PASSAGE SHOWN:

-- Begin --

You don't have to because we use axiomatic logic. We don't use quantum physics to explain how cars work. We don't even do finite regress for most reasoning.

• 8 months ago
Anonymous

>that nothing can be concretely explained
But it can.
>Infinite regress doesn't seek to explain causality though.
We seek to explain causality. And an infinite regress is an invalid solution, hence unpreferred.
>rather than accept the implication that causality may not be so simple to comprehend.
False dichotomy. I'll gladly accept this and still won't pretend that infinite regress is a valid answer.
>We don't use quantum physics to explain how cars work.
We use QP for some things. About infinite regress much less can be said.

• 8 months ago
Anonymous

>But it can.
Explain the uncaused cause, in detail, because you have a regress to something that is fundamentally supernatural. Regress to it's magic I ain't gotta explain shit isn't really any better than infinite regress.
>We seek to explain causality. And an infinite regress is an invalid solution, hence unpreferred.
Except you can't explain causality without a supernatural uncaused cause, without proof. This is only based on preferring to have an explanation without proof than no explanation.
>False dichotomy. I'll gladly accept this and still won't pretend that infinite regress is a valid answer.

-- End --

GIVEN INSTRUCTION: Quote, word for word, the portion of the infinite regress discussion above that opens with the words "We use QP for" and closes with "than no explanation.".

DATA BLOCK:
-- Begin --

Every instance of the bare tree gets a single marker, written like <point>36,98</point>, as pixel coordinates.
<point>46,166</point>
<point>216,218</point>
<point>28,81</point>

-- End --

RIGHT ANSWER:
We use QP for some things. About infinite regress much less can be said.

• 8 months ago
Anonymous

>But it can.
Explain the uncaused cause, in detail, because you have a regress to something that is fundamentally supernatural. Regress to it's magic I ain't gotta explain shit isn't really any better than infinite regress.
>We seek to explain causality. And an infinite regress is an invalid solution, hence unpreferred.
Except you can't explain causality without a supernatural uncaused cause, without proof. This is only based on preferring to have an explanation without proof than no explanation.